## STATED PROBLEM
Reproduce the material word for word, starting at the line that contains "shirt in the picture above." and continuing through the last line of the material, including both of those lines. Leave the pictures out of your reproduction.

## RECORD LIST
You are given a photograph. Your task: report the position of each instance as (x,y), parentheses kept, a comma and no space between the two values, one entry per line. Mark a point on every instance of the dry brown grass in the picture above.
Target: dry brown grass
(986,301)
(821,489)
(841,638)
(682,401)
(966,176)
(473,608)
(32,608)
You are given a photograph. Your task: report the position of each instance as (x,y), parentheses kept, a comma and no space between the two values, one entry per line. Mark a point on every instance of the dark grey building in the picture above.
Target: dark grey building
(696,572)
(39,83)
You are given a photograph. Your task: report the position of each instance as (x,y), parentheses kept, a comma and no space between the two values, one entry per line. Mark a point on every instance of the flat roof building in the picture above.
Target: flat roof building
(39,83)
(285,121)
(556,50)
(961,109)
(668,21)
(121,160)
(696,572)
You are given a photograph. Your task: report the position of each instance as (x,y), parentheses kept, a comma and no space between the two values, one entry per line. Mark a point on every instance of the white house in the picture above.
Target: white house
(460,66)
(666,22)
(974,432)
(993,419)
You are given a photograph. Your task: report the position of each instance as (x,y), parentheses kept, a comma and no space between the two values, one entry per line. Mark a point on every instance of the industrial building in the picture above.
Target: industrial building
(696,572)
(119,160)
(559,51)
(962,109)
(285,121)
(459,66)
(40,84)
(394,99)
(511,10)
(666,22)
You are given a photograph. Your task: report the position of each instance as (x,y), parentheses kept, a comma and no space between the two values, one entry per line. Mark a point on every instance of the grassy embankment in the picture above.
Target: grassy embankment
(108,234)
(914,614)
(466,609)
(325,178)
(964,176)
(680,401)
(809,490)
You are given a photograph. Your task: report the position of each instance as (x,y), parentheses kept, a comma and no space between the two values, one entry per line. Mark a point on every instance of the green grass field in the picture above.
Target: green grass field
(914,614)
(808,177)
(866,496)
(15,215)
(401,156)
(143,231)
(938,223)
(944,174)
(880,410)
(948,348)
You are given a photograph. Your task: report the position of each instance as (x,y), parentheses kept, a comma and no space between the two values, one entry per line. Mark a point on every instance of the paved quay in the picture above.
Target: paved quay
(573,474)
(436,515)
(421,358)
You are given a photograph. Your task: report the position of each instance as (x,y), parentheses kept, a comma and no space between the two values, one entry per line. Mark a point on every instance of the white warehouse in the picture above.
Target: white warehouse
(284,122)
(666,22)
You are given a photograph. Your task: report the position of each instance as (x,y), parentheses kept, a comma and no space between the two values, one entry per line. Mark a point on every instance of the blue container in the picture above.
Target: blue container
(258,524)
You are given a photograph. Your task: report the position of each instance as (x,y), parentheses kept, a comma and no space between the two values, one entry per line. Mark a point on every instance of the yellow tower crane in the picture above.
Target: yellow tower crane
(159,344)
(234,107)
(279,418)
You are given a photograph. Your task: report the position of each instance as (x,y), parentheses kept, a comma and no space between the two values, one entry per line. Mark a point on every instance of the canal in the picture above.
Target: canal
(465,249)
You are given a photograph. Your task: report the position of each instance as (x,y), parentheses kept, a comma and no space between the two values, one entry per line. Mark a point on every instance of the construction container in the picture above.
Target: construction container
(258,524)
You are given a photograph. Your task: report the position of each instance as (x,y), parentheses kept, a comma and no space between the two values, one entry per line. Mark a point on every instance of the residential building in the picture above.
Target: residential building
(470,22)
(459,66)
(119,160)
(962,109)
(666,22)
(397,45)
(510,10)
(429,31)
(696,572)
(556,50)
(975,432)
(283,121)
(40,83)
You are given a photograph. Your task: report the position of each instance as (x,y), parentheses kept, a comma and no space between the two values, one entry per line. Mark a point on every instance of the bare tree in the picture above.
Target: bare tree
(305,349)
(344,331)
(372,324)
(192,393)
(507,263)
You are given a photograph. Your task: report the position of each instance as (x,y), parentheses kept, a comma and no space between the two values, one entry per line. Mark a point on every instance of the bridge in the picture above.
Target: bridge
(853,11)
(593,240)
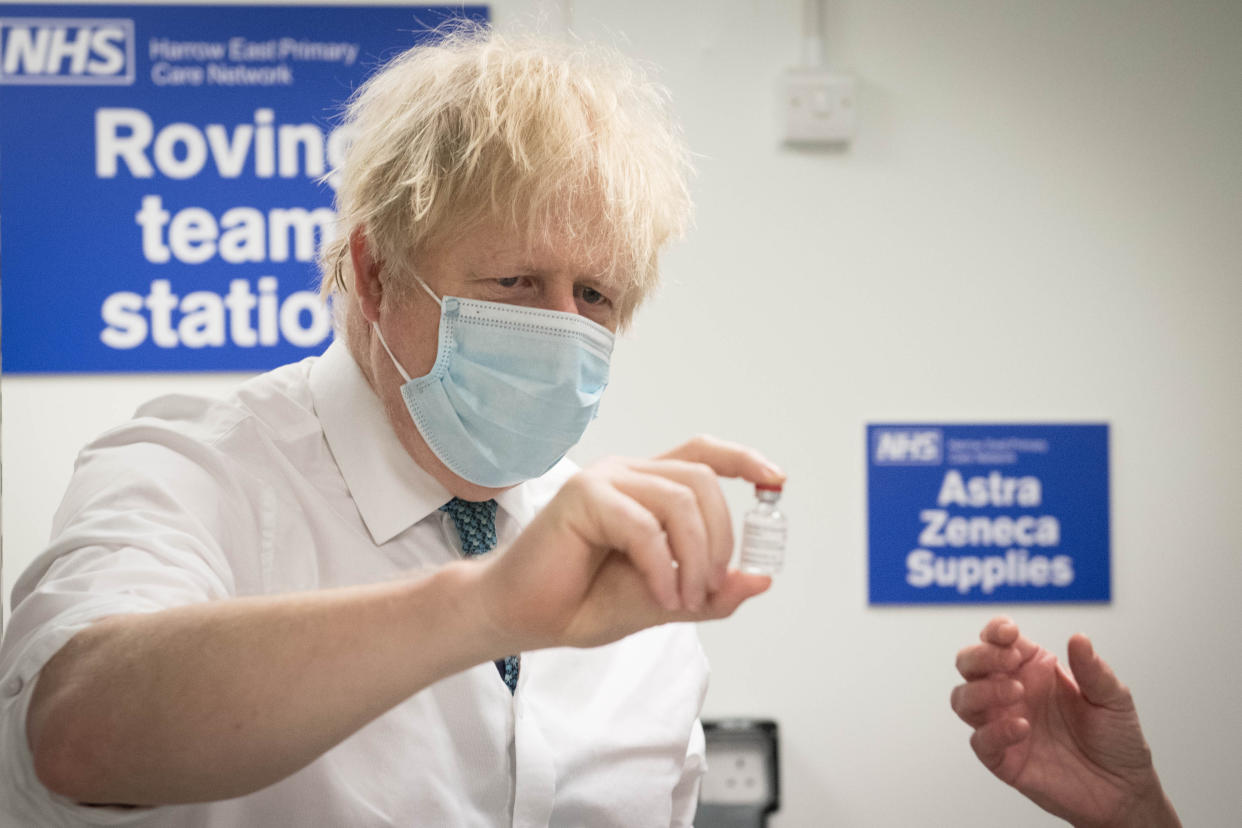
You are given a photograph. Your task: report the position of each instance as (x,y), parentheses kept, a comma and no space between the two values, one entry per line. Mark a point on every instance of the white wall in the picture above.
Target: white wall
(1038,221)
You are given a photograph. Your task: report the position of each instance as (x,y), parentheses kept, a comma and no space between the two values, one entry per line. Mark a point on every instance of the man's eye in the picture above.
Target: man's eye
(590,296)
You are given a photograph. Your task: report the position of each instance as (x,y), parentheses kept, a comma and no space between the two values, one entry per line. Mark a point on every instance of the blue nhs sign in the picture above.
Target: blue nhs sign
(167,178)
(988,513)
(67,51)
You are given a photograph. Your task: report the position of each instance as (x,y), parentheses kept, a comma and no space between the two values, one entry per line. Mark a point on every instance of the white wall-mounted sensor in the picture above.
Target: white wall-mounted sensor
(819,107)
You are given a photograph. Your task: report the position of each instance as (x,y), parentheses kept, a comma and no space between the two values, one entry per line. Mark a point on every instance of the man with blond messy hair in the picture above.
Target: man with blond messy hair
(257,611)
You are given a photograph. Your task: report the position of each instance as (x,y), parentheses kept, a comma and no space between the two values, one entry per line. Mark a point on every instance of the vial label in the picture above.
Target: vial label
(763,548)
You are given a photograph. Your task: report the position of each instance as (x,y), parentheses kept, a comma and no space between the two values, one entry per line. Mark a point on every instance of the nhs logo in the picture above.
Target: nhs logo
(42,51)
(907,446)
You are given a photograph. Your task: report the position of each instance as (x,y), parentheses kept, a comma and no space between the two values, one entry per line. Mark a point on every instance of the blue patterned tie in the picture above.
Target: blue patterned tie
(476,526)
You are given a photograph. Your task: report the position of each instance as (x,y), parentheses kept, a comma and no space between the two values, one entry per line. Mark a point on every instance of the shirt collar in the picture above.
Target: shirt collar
(391,490)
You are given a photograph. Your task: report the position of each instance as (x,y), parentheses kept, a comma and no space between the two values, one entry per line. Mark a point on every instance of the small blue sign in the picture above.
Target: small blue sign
(988,513)
(164,178)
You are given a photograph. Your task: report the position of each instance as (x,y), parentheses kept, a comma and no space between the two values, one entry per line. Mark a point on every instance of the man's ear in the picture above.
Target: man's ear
(367,276)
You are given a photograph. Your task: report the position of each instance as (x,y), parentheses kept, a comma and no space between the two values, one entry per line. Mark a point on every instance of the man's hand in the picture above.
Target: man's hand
(626,544)
(1071,744)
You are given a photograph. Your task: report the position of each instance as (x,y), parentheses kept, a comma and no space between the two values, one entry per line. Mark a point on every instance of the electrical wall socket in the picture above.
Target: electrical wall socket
(817,107)
(737,775)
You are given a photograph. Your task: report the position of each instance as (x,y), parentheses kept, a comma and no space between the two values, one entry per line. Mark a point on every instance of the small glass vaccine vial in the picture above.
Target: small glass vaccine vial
(764,533)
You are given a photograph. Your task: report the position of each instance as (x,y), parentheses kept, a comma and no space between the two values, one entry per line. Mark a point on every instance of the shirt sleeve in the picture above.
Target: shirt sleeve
(142,528)
(686,793)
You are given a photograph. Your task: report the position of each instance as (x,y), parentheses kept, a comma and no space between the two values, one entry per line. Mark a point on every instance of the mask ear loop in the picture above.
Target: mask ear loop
(380,333)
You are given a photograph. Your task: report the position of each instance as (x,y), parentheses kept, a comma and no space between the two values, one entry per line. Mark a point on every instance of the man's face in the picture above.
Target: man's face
(493,266)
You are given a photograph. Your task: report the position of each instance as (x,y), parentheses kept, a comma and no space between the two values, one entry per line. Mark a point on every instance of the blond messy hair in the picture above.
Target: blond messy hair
(544,137)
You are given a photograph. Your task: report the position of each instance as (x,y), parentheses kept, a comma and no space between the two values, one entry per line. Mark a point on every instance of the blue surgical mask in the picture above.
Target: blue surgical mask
(512,390)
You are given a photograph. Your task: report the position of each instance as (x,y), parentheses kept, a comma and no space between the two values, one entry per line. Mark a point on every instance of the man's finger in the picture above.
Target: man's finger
(976,703)
(677,509)
(980,661)
(992,740)
(1002,632)
(702,479)
(616,520)
(728,459)
(1096,678)
(735,589)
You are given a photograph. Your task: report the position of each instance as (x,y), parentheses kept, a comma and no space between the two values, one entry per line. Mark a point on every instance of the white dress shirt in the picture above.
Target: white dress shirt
(297,482)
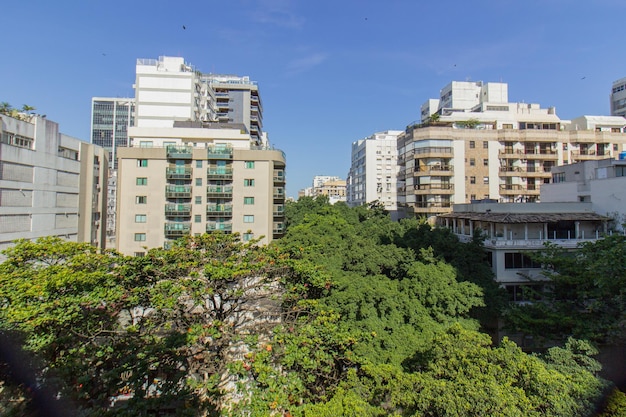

## ANSWER TO THE PROBLEM
You are given a photograph. Your task: report the position of each instance as (x,y), parentheses kept, a comma and no space between the two values, one entry per line. Mark a point on every instance of the white dress shirt in the picture above.
Target: white dress shirt
(297,482)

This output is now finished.